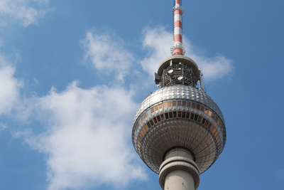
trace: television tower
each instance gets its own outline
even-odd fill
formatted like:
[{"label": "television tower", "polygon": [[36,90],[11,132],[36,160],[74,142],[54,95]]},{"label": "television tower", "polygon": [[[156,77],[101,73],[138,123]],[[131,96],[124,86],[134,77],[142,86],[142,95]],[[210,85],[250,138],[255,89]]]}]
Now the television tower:
[{"label": "television tower", "polygon": [[182,0],[174,1],[172,56],[155,73],[160,89],[150,93],[137,110],[132,142],[145,164],[159,174],[163,189],[195,190],[200,174],[222,152],[226,128],[220,109],[204,92],[201,70],[184,56]]}]

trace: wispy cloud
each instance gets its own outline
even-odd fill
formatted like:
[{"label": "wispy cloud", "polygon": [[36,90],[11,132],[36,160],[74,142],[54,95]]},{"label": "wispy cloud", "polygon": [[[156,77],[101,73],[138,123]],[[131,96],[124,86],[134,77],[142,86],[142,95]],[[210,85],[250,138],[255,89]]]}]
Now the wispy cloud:
[{"label": "wispy cloud", "polygon": [[14,77],[15,67],[0,55],[0,115],[6,115],[15,108],[20,100],[23,83]]},{"label": "wispy cloud", "polygon": [[[170,56],[170,48],[173,45],[173,34],[165,31],[163,26],[146,28],[143,34],[143,47],[148,51],[149,55],[141,63],[144,70],[153,76],[160,62]],[[185,56],[192,58],[197,63],[207,81],[217,80],[231,73],[234,69],[231,60],[222,55],[207,57],[195,48],[185,37],[184,46],[186,49]]]},{"label": "wispy cloud", "polygon": [[137,107],[132,95],[122,88],[85,90],[74,82],[64,92],[53,89],[34,100],[37,117],[48,126],[26,141],[48,155],[50,190],[124,186],[146,178],[128,143]]},{"label": "wispy cloud", "polygon": [[94,28],[87,33],[81,42],[85,50],[84,60],[106,74],[114,74],[116,79],[124,80],[134,58],[125,42],[106,29]]},{"label": "wispy cloud", "polygon": [[1,0],[1,24],[19,21],[25,27],[35,23],[48,11],[48,0]]}]

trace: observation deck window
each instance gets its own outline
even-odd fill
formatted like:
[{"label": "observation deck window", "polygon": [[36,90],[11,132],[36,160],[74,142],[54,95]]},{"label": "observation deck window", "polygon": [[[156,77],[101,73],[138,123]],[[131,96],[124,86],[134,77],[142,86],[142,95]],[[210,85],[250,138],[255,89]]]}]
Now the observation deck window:
[{"label": "observation deck window", "polygon": [[177,117],[177,112],[173,112],[173,118],[176,118]]},{"label": "observation deck window", "polygon": [[218,119],[218,122],[217,122],[218,125],[220,125],[220,120]]},{"label": "observation deck window", "polygon": [[165,119],[168,119],[168,113],[165,113]]},{"label": "observation deck window", "polygon": [[163,109],[163,105],[162,104],[159,104],[159,110]]},{"label": "observation deck window", "polygon": [[147,124],[144,125],[144,128],[146,130],[146,131],[148,131],[149,130],[149,128],[147,126]]},{"label": "observation deck window", "polygon": [[190,115],[190,119],[193,120],[193,118],[195,118],[195,114],[194,114],[194,113],[192,113],[192,114]]},{"label": "observation deck window", "polygon": [[187,112],[186,118],[189,119],[190,116],[190,112]]},{"label": "observation deck window", "polygon": [[164,102],[163,106],[164,106],[164,108],[168,107],[168,102]]},{"label": "observation deck window", "polygon": [[191,102],[187,102],[187,107],[191,107]]},{"label": "observation deck window", "polygon": [[192,102],[192,108],[195,108],[196,103]]},{"label": "observation deck window", "polygon": [[173,106],[177,106],[177,102],[173,101]]},{"label": "observation deck window", "polygon": [[153,118],[153,119],[154,120],[155,123],[157,123],[157,122],[157,122],[157,118],[154,117],[154,118]]},{"label": "observation deck window", "polygon": [[164,117],[164,115],[163,115],[163,114],[160,115],[160,120],[161,120],[162,121],[165,120],[165,117]]},{"label": "observation deck window", "polygon": [[182,101],[178,101],[178,106],[182,106]]},{"label": "observation deck window", "polygon": [[182,102],[182,106],[186,106],[186,104],[187,104],[187,102],[185,102],[185,101]]},{"label": "observation deck window", "polygon": [[157,116],[157,119],[158,119],[158,122],[160,122],[160,115],[158,115],[158,116]]}]

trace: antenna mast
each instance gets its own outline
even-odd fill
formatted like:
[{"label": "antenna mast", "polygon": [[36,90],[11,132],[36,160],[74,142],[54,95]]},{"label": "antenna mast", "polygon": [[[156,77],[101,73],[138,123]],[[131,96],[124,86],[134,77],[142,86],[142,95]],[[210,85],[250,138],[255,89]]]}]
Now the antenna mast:
[{"label": "antenna mast", "polygon": [[173,35],[174,44],[170,48],[173,56],[185,55],[185,49],[182,46],[182,0],[174,0],[174,7],[172,9],[174,19]]}]

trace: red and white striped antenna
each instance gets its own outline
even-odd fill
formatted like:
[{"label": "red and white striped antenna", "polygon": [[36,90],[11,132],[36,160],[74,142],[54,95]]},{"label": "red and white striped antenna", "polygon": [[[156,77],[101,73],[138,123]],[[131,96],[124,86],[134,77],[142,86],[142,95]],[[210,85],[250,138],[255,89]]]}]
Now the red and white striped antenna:
[{"label": "red and white striped antenna", "polygon": [[185,49],[182,46],[182,18],[183,9],[182,7],[182,0],[174,0],[175,5],[172,9],[174,18],[173,35],[174,44],[170,48],[173,56],[185,55]]}]

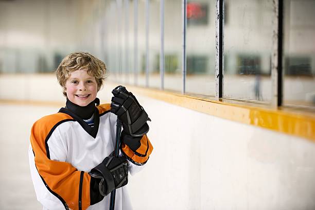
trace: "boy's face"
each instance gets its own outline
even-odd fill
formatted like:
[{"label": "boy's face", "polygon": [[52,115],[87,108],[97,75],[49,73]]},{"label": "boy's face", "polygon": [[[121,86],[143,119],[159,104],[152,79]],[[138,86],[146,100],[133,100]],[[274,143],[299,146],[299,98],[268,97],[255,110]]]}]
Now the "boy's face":
[{"label": "boy's face", "polygon": [[86,69],[72,72],[66,82],[66,92],[70,101],[85,107],[96,98],[97,83],[95,78],[87,74]]}]

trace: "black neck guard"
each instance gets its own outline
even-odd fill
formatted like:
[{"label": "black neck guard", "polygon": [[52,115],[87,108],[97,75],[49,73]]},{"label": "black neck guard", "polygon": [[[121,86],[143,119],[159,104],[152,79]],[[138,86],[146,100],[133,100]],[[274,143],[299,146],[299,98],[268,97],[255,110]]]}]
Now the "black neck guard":
[{"label": "black neck guard", "polygon": [[80,117],[81,119],[90,119],[94,113],[95,103],[96,103],[96,106],[99,105],[99,99],[97,98],[95,98],[95,100],[85,107],[81,107],[79,105],[77,105],[70,101],[70,100],[67,98],[65,108]]}]

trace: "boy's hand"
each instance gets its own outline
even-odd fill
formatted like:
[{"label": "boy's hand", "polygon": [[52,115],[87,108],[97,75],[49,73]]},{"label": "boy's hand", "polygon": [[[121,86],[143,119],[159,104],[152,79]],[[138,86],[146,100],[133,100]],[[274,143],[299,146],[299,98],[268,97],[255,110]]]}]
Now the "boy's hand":
[{"label": "boy's hand", "polygon": [[113,189],[128,183],[128,162],[125,156],[116,157],[110,155],[92,168],[89,174],[98,180],[100,194],[106,196]]},{"label": "boy's hand", "polygon": [[112,91],[111,112],[122,122],[125,132],[132,136],[142,136],[149,131],[148,114],[139,104],[135,97],[123,86],[116,87]]}]

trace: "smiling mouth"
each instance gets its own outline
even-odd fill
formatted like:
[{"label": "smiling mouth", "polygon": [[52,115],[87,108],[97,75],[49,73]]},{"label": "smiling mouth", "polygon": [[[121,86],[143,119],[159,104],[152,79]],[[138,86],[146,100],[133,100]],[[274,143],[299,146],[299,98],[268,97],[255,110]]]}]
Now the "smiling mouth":
[{"label": "smiling mouth", "polygon": [[91,94],[85,94],[85,95],[75,95],[76,96],[80,98],[86,98],[89,96],[90,96]]}]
+===+
- _PROBLEM REQUIREMENTS_:
Return each line of the material in which the string "tower" appears.

- _EXERCISE OUTPUT_:
trace: television tower
[{"label": "television tower", "polygon": [[36,90],[11,132],[36,160],[74,142],[54,95]]},{"label": "television tower", "polygon": [[[156,77],[101,73],[138,123]],[[131,96],[124,86],[134,77],[142,86],[142,95]],[[210,85],[250,138],[255,89]]]}]
Now the television tower:
[{"label": "television tower", "polygon": [[182,0],[174,1],[172,56],[155,73],[160,89],[150,93],[137,110],[132,142],[145,164],[159,174],[163,189],[195,190],[200,174],[222,152],[226,128],[220,109],[204,92],[201,70],[184,56]]}]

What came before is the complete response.